Document section:
· · · ·
Archive for the Where is Jesus in that Category

Cynical and disillusioned

Sheila Gregoire of to Love, Honor, & Vacuum did a series on her blog this week about problems she saw with the popular Christian marriage book “Love & Respect” by Dr. Emerson Eggerichs. I commented on the 3rd post because she said I’ve been thinking for a while – that Jesus often isn’t the center of our teaching. I started a comment and then realized I was about to typed out a big rant, and decided that the potential length called for my own blog post.

There are a couple of posts I should probably finish first, but I’ll start with this and let the other 2 be explanations after the fact instead of a build up to.

So here’s Sheila’s posts:
A Review of Love and Respect: How the Book Gets Sex Horribly Wrong
Love and Respect: Why Unconditional Respect Can’t Work
The Ultimate Flaw in the Book Love and Respect: Jesus Isn’t at the Center
Our Podcast: The Love and Respect Earthquake, Tidying Up, and More!
Your Stories of Women and Marriages Damaged from Love and Respect

Here’s my comment on the 3rd:

The church I quit last year did a sermon series on this book back around January 2015 (my guess based on when I added and updated Love & Respect in my Goodreads). I didn’t see a problem at the time. But this time last year I started to see what was consistently missing from most (if not all) of the formulaic sermon series (plural) that I was started to really listen to. The Holy Spirit.

I was about to type out a whole rant, but I’m going to save that for my own blog when I have more time.

The “Love & Respect” series was from November-December, 2014. That was during my first year of sobriety, and while I was “coming to,” I was still entrenched in patriarchal indoctrination. And I was still kind of desperate to save my failing marriage. So I didn’t see anything off at the time. That came later most glaringly with the InCite Conference of 2017 with fired pastor Perry Noble who was billed as a headliner of the conference shortly after his stint in rehab for alcohol abuse.
· · · ·
Data listing:
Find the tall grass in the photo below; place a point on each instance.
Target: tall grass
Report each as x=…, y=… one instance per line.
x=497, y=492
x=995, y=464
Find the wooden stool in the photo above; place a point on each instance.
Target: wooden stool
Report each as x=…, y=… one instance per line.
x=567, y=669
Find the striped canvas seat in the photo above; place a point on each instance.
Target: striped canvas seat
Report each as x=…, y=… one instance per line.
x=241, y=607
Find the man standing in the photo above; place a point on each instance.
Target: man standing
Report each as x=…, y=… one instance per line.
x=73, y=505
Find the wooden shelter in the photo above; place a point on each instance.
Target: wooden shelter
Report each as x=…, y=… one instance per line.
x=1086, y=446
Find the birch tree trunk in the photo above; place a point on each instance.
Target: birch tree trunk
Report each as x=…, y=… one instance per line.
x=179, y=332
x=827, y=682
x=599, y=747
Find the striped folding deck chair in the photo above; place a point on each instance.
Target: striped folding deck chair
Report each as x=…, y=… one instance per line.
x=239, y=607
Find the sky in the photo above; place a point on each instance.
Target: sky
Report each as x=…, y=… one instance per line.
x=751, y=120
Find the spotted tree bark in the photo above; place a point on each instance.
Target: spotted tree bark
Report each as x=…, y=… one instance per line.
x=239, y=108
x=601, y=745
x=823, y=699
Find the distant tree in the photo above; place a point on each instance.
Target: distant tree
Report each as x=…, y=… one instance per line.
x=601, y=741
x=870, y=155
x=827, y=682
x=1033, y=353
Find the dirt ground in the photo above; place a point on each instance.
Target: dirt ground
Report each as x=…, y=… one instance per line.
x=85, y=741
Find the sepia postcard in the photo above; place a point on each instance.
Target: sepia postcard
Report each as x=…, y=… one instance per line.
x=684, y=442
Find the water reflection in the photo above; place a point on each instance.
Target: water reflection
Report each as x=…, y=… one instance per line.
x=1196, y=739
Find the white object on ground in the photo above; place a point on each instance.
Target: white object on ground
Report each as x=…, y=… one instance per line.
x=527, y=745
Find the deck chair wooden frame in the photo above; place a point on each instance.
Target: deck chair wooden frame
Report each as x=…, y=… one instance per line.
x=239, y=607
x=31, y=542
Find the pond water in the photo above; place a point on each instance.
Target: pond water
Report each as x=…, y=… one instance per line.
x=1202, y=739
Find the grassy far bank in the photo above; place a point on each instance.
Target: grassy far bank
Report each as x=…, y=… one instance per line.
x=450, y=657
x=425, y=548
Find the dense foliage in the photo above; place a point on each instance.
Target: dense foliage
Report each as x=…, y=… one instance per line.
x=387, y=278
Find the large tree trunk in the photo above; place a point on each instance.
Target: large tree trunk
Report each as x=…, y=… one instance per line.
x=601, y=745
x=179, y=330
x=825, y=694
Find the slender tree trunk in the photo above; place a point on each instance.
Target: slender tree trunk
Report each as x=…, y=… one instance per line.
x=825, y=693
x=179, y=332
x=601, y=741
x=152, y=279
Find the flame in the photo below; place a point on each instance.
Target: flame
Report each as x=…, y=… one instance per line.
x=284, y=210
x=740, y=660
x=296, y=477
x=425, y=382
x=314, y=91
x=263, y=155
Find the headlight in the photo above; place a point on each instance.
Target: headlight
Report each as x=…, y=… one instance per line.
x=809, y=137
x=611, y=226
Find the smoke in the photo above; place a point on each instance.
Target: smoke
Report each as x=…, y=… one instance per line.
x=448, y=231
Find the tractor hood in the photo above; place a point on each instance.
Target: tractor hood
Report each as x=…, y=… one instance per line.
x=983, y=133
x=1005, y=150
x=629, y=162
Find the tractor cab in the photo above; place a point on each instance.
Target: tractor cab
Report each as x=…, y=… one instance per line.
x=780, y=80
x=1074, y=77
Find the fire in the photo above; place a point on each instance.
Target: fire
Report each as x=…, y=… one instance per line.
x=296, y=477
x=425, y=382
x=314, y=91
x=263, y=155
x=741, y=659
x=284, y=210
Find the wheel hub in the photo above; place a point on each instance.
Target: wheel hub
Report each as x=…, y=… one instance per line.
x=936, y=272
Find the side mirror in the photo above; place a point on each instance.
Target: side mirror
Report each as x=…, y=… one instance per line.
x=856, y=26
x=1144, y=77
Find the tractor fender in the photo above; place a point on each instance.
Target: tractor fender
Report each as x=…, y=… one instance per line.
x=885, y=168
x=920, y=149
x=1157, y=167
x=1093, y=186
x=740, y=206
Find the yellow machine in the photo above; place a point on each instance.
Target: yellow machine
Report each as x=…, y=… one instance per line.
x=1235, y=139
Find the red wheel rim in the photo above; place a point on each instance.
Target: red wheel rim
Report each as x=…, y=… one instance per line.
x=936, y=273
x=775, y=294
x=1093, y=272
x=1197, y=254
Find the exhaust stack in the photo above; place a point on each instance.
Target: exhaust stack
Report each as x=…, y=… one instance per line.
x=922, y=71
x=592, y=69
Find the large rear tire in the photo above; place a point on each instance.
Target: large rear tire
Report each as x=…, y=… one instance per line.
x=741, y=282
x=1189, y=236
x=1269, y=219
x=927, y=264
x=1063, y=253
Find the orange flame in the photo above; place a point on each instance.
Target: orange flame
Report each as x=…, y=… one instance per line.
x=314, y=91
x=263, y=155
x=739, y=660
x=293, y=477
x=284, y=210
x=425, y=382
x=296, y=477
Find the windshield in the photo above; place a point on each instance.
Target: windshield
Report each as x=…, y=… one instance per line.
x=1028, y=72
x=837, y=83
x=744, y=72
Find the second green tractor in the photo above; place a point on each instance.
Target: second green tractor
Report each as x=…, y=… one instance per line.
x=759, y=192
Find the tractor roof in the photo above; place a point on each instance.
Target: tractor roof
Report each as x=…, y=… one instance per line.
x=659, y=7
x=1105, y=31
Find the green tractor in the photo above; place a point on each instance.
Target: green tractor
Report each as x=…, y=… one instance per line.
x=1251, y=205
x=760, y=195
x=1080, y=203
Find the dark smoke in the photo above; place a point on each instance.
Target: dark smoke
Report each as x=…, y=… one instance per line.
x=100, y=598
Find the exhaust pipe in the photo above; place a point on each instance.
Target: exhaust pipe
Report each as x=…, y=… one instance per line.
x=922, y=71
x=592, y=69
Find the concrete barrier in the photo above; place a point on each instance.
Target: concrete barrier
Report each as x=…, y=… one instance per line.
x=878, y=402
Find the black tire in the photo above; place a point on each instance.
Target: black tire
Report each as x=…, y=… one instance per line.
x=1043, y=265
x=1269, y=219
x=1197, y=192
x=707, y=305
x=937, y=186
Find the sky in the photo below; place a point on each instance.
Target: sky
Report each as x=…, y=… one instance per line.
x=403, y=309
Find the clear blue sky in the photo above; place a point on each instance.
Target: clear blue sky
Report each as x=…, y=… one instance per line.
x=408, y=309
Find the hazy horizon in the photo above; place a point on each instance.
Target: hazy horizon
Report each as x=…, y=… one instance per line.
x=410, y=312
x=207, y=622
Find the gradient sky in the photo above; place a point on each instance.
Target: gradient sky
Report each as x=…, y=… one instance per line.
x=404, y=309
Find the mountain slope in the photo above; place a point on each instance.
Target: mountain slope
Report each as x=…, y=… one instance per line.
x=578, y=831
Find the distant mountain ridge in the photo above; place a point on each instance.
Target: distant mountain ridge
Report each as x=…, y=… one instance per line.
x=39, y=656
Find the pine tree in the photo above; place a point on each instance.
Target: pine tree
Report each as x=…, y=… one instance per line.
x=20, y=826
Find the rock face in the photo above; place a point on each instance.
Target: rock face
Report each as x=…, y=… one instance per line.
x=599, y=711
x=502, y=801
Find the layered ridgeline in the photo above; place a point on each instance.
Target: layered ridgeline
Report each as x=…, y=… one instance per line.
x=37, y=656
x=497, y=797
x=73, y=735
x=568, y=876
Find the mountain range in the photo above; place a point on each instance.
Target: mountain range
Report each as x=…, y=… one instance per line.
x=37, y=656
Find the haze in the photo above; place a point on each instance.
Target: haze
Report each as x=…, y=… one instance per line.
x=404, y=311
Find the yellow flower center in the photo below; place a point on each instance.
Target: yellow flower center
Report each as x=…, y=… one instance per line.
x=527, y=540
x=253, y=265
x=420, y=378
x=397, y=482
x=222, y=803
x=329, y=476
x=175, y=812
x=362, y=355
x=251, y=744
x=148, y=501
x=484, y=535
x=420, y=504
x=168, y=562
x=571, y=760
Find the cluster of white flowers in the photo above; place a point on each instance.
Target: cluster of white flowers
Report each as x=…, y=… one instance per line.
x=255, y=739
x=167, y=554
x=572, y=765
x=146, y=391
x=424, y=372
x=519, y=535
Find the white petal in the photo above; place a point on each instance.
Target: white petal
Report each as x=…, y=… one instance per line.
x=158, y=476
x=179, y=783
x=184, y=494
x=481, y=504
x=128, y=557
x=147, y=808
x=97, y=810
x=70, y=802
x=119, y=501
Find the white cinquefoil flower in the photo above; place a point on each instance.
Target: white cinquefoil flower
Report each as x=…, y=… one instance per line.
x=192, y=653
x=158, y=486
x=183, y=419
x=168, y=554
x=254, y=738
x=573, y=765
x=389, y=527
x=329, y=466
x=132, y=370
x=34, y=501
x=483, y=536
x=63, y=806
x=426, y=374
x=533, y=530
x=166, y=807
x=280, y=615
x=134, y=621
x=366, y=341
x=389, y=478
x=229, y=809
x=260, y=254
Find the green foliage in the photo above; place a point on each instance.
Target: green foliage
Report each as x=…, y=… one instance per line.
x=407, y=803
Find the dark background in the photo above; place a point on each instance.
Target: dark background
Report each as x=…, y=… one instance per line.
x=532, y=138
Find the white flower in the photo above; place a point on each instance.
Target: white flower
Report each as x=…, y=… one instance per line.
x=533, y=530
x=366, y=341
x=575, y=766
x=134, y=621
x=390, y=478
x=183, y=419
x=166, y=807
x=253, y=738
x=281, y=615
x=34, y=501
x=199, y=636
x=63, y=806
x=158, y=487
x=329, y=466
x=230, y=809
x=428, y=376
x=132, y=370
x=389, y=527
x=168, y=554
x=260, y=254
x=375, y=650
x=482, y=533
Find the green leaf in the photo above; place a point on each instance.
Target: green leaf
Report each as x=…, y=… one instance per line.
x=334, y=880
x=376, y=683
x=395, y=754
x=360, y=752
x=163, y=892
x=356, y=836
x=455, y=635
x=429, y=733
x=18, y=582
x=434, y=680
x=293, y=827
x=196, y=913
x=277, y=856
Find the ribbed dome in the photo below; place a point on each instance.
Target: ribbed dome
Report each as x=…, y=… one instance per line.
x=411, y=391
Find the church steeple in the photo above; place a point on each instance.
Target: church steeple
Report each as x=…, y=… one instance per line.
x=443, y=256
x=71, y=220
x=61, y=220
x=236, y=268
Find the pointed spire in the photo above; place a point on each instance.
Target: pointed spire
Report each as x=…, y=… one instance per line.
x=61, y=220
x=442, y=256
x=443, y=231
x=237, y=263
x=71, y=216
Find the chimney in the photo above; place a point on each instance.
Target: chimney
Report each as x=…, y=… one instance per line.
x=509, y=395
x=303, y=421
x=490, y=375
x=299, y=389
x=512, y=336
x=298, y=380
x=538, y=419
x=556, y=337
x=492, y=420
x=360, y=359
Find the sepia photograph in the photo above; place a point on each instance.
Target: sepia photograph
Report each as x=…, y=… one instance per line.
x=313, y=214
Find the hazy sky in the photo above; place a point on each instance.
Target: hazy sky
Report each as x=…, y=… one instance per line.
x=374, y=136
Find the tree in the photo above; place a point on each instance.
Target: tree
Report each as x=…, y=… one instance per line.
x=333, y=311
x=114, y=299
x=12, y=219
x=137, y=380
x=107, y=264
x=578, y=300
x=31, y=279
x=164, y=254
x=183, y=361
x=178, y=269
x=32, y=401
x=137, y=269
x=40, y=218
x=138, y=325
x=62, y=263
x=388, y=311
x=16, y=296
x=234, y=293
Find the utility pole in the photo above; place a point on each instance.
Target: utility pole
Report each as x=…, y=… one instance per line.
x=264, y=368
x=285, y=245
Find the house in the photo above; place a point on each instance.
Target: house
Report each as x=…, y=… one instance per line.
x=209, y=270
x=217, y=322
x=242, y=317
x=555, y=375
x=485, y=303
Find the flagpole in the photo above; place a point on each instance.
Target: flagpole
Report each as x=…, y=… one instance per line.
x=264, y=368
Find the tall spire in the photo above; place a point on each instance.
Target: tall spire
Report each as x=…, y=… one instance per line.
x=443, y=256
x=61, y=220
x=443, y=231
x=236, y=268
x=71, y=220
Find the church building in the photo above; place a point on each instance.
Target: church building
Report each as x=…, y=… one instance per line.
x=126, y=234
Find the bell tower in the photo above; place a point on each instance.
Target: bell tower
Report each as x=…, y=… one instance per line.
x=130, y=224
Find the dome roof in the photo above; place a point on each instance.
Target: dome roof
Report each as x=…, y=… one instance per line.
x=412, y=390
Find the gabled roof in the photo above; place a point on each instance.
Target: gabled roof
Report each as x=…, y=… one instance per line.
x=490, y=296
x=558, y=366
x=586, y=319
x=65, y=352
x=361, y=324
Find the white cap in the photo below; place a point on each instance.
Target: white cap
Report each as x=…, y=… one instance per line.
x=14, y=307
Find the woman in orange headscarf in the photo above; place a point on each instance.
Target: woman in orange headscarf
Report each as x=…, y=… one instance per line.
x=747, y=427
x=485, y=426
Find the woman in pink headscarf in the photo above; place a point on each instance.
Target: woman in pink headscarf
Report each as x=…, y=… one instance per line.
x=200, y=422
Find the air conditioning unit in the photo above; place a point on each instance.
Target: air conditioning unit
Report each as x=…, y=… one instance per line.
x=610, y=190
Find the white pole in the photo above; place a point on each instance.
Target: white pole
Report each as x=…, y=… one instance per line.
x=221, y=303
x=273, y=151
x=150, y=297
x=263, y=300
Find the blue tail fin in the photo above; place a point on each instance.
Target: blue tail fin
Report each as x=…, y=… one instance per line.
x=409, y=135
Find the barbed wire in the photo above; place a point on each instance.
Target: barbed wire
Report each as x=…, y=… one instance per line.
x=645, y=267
· · · ·
Prompt A: Render part of the rows as a Markdown table with columns No. and Content. Begin at the line in the rows that contains "Find the rock", stop after the line that contains "x=119, y=501", and leave out blank lines.
Prompt B: Write the next part of the blog post about the "Love & Respect" marriage book, picking up after its final sentence.

Exercise response A:
| No. | Content |
|---|---|
| 1 | Find the rock face in the photo above; place a point on each instance. |
| 2 | Target: rock face |
| 3 | Report each as x=…, y=… one instance per line. |
| 4 | x=599, y=711 |
| 5 | x=502, y=801 |
| 6 | Find the layered ridgeline in the photo above; place a point on each instance. |
| 7 | Target: layered ridgeline |
| 8 | Report each as x=…, y=… one instance per line. |
| 9 | x=37, y=656 |
| 10 | x=497, y=797 |
| 11 | x=73, y=735 |
| 12 | x=568, y=876 |
| 13 | Find the mountain range in the photo above; place a point on each instance. |
| 14 | Target: mountain range |
| 15 | Report each as x=…, y=… one instance per line. |
| 16 | x=37, y=656 |
| 17 | Find the haze in the photo above; place a point on each instance. |
| 18 | Target: haze |
| 19 | Report each as x=…, y=… one instance per line. |
| 20 | x=404, y=311 |
| 21 | Find the yellow flower center in the photo below; place a point on each instance. |
| 22 | Target: yellow flower center |
| 23 | Report each as x=…, y=… one instance per line. |
| 24 | x=527, y=540 |
| 25 | x=253, y=265 |
| 26 | x=420, y=378 |
| 27 | x=397, y=482 |
| 28 | x=222, y=803 |
| 29 | x=329, y=476 |
| 30 | x=175, y=812 |
| 31 | x=362, y=355 |
| 32 | x=251, y=744 |
| 33 | x=148, y=501 |
| 34 | x=484, y=535 |
| 35 | x=420, y=504 |
| 36 | x=168, y=562 |
| 37 | x=571, y=760 |
| 38 | Find the cluster of white flowers in the photo above; place a point on each instance. |
| 39 | Target: cluster of white flowers |
| 40 | Report each as x=…, y=… one instance per line. |
| 41 | x=255, y=739 |
| 42 | x=167, y=554 |
| 43 | x=572, y=765 |
| 44 | x=146, y=391 |
| 45 | x=424, y=372 |
| 46 | x=519, y=535 |
| 47 | Find the white petal in the photo above; place a point on each instance. |
| 48 | Target: white petal |
| 49 | Report each as x=…, y=… one instance per line. |
| 50 | x=158, y=476 |
| 51 | x=179, y=783 |
| 52 | x=184, y=494 |
| 53 | x=481, y=504 |
| 54 | x=128, y=557 |
| 55 | x=147, y=808 |
| 56 | x=97, y=810 |
| 57 | x=70, y=802 |
| 58 | x=119, y=501 |

Exercise response B:
An overseer, then, must be above reproach, the husband of one wife, temperate, prudent, respectable, hospitable, able to teach, not addicted to wine or pugnacious, but gentle, peaceable, free from the love of money. 1 Timothy 3:2-3

Noble had no business being on that stage. Around that same time I noticed several megachurch pastors around the country using the phrase, “The Best is Yet to Come” just as ours had done in connection with a fundraising campaign.

By this time, I had a little bit of sobriety, I was working through some issues, and I was questioning everything. One of my twitter friends was talking about Robert Morris’ book “The Blessed Life” and Morris saying Jesus was “God’s tithe.” That reminded me that he said that garbage when he spoke at our church in 2014 for a sermon series based on that book. I found it odd when I heard him say it, but I was in early sobriety, and barely able to discern yet. Now? God didn’t “tithe” himself. Jesus is God. And even if we divide out the Trinity, Jesus is 1/3 not 1/10. But still, how can God tithe himself and who is he tithing to? HE IS GOD! I haven’t yet been able to get through that book. I have it, and started it because the pastor sent a signed copy when I started giving money only he addressed it to my daughter not catching that it was MY name on the check and apparently assuming that “Jamie” = “James” and as husband he was the spiritual leader. He was not. But I digress.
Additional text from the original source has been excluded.